EXERCISE GOAL:
Return the exact lines spanning from the line with "Reviewer note: verify that each instance of the metal handrail" through the last line of the entries, boundaries included, and no others.

Pointing records
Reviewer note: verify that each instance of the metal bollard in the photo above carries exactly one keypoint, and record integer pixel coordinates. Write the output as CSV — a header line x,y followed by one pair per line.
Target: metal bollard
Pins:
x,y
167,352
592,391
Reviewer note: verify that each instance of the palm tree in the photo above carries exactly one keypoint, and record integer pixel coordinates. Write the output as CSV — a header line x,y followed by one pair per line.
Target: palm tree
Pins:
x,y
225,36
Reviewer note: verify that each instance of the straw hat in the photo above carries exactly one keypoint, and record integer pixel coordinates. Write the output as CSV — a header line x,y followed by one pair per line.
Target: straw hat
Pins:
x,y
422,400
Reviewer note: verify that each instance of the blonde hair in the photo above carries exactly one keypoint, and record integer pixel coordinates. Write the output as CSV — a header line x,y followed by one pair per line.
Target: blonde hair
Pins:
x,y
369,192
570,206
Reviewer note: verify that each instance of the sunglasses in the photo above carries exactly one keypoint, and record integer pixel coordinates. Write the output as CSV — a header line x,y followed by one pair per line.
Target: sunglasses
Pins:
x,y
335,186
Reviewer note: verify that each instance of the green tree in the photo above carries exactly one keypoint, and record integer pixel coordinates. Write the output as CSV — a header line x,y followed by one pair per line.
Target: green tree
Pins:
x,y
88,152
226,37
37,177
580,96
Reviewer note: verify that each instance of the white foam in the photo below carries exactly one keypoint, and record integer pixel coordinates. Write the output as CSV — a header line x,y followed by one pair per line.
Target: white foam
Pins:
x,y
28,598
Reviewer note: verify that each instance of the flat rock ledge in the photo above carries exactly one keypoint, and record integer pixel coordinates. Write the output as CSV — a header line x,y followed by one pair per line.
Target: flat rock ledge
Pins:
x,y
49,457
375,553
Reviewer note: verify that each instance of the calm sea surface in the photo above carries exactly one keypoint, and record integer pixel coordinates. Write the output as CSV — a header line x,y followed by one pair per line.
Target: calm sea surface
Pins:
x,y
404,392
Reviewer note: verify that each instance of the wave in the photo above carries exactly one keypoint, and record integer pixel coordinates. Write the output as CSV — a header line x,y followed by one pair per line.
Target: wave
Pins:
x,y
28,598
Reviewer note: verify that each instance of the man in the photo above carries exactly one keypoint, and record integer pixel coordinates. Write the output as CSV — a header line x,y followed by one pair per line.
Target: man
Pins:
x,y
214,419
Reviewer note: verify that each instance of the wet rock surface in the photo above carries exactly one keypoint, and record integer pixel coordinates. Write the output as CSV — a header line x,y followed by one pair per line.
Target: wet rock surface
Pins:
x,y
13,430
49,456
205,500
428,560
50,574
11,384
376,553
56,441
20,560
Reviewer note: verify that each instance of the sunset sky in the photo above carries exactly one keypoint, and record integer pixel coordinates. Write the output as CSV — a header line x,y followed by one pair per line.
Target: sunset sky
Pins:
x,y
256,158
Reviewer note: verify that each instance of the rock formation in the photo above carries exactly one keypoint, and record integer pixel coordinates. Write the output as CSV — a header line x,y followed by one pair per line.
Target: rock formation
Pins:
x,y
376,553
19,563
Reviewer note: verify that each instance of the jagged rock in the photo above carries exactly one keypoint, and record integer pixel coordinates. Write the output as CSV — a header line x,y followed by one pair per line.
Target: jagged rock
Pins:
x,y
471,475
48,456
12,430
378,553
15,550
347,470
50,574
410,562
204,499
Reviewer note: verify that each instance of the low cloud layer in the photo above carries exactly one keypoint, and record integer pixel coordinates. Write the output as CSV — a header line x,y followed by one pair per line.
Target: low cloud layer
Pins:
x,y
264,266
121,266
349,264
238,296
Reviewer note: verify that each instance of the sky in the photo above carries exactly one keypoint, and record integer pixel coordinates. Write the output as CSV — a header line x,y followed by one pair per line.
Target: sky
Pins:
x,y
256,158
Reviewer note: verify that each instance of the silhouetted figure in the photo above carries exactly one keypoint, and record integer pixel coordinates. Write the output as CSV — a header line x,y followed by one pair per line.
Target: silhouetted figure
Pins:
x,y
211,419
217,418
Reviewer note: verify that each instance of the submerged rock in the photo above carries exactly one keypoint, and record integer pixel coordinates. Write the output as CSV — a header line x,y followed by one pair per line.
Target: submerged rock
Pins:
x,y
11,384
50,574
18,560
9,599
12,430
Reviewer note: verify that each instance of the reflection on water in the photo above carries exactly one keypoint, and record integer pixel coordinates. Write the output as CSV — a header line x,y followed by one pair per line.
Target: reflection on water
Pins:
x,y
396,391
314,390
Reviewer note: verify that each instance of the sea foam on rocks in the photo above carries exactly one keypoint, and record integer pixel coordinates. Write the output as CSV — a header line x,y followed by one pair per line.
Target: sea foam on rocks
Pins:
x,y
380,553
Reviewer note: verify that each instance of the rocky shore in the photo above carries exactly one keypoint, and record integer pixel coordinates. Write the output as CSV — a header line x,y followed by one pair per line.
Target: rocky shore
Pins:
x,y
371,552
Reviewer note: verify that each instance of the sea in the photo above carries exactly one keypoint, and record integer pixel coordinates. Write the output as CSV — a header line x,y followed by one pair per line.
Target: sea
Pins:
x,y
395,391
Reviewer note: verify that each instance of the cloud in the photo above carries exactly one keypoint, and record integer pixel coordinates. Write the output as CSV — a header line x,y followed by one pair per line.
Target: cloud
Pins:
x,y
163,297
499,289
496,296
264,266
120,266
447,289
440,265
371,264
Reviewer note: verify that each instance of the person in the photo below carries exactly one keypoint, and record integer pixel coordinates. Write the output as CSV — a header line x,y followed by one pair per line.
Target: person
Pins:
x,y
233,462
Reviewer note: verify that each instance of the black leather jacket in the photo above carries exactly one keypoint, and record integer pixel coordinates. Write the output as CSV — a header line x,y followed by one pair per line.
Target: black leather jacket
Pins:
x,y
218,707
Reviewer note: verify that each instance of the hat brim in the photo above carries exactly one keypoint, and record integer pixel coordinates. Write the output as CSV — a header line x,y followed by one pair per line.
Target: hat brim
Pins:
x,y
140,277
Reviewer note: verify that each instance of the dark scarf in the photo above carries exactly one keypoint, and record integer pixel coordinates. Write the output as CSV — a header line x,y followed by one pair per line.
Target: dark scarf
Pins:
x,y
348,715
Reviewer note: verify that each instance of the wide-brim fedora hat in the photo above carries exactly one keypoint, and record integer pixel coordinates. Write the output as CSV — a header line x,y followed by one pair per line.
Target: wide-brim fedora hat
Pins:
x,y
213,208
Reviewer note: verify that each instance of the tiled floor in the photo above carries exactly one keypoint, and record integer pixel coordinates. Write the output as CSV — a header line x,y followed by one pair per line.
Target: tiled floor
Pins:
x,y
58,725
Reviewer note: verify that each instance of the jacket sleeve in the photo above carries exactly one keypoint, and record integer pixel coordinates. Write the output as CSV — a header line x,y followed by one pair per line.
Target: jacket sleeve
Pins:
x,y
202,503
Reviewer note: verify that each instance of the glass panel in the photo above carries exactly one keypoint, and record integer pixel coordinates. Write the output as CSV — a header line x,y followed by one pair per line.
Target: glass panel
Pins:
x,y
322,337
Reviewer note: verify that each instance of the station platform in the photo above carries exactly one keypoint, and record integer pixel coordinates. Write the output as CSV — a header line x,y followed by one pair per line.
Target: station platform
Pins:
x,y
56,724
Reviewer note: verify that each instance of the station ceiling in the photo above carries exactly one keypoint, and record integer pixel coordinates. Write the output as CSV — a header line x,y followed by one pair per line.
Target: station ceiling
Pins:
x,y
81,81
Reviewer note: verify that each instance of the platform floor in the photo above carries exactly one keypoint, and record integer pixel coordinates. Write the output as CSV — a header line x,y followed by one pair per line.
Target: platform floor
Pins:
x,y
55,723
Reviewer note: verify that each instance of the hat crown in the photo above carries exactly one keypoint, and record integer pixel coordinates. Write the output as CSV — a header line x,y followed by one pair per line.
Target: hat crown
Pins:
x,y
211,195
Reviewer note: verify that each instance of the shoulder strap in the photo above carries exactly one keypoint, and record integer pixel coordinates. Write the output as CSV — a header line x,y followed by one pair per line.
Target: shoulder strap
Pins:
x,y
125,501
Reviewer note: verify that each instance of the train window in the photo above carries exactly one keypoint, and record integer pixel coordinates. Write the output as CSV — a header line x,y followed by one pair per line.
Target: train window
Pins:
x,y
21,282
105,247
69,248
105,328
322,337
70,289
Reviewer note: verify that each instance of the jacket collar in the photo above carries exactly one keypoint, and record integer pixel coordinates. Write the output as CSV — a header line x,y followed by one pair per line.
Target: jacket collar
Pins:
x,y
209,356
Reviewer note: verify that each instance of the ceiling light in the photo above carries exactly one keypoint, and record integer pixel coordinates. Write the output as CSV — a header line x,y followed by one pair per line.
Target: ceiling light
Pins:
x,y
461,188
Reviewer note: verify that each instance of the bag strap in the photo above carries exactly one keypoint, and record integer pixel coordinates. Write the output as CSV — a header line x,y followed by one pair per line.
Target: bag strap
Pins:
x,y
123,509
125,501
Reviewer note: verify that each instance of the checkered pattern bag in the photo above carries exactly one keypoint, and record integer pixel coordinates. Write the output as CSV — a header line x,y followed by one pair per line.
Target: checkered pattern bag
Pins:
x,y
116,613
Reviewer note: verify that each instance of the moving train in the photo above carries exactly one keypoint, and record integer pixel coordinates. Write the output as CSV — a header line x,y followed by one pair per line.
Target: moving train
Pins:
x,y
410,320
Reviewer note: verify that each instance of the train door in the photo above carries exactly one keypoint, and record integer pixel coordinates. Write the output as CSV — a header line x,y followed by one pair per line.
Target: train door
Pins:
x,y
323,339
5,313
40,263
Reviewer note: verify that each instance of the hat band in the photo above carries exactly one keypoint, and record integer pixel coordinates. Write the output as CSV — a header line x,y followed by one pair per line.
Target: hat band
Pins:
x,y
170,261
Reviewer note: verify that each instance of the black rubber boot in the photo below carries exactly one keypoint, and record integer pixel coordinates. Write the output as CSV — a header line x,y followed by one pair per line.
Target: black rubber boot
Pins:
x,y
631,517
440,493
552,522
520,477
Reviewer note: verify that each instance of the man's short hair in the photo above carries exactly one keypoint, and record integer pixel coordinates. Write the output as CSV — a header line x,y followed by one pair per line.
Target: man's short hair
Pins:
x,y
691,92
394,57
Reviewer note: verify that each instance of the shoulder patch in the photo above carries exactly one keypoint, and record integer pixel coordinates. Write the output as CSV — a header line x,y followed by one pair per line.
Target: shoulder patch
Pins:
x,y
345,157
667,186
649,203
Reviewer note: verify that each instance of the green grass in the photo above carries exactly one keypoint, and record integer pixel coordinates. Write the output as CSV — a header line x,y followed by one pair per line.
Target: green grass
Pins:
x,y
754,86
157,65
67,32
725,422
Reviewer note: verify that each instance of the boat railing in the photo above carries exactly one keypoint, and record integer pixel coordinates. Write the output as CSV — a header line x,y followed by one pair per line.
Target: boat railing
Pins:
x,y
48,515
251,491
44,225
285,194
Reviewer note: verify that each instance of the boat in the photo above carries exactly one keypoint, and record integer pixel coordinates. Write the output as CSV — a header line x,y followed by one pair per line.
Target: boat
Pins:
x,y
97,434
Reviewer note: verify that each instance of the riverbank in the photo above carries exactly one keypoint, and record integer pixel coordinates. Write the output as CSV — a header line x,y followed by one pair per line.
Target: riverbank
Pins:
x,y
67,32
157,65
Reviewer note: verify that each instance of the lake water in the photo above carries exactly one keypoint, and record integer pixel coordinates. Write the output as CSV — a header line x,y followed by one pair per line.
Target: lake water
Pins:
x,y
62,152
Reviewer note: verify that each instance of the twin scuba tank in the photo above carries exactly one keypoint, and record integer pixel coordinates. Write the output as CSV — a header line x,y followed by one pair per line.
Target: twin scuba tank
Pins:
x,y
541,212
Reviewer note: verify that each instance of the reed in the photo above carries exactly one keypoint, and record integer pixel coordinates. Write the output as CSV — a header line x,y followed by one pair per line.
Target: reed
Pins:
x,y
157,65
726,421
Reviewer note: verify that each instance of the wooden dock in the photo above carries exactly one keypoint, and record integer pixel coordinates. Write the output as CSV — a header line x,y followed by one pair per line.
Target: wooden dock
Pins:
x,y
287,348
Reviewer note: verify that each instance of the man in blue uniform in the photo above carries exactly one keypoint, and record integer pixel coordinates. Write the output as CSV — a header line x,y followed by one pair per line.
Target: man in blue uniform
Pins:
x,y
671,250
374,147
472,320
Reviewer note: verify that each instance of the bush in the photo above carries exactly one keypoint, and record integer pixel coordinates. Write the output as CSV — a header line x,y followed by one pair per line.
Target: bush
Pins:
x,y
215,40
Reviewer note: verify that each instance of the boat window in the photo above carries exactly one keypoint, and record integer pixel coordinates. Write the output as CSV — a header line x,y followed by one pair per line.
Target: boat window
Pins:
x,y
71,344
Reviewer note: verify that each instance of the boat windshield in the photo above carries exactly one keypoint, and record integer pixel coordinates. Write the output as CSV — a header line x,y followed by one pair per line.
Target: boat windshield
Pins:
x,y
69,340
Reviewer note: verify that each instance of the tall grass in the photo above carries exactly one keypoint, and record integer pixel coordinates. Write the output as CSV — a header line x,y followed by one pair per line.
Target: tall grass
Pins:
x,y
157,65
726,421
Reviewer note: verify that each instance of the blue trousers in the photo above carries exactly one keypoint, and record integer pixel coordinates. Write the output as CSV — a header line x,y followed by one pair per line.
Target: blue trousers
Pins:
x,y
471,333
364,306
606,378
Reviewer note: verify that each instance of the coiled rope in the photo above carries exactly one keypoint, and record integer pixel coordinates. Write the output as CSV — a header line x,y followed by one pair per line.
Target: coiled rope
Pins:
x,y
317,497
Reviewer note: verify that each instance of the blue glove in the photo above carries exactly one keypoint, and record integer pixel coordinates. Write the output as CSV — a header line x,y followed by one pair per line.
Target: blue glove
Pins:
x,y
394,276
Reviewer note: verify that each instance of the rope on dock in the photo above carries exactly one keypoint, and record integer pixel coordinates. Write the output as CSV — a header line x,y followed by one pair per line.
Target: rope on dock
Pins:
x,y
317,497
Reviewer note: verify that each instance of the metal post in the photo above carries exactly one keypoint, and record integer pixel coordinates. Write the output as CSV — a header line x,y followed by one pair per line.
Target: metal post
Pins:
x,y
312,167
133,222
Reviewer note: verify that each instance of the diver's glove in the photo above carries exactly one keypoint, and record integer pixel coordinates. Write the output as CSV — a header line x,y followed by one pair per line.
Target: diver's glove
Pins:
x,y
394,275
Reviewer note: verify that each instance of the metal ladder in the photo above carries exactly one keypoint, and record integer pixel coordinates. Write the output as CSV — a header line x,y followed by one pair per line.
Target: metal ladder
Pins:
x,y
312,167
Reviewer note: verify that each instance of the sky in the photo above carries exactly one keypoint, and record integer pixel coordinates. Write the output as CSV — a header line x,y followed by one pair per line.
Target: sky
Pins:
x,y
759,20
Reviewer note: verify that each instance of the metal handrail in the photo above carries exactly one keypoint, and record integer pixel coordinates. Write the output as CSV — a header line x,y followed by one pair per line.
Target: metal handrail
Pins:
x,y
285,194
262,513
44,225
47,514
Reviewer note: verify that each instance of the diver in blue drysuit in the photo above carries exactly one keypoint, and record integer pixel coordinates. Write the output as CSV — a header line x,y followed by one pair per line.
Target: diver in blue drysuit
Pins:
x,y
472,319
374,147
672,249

EXPECTED ANSWER:
Reviewer note: verify that each instance of the metal handrail in the photo above carries exactly one keypoint, and record integer pixel coordinates. Write the output as CSV — a header line x,y followed by one pair per line.
Target: metal handrail
Pins:
x,y
285,194
262,513
44,225
47,514
Reviewer note: verify that each instance of the diver in blue drysuit in the photo above carries exactly one keypoint, and record integer pixel coordinates. Write the output as CSV — a header line x,y followed by one pair per line.
Target: diver in blue drysuit
Pins:
x,y
472,319
374,147
672,249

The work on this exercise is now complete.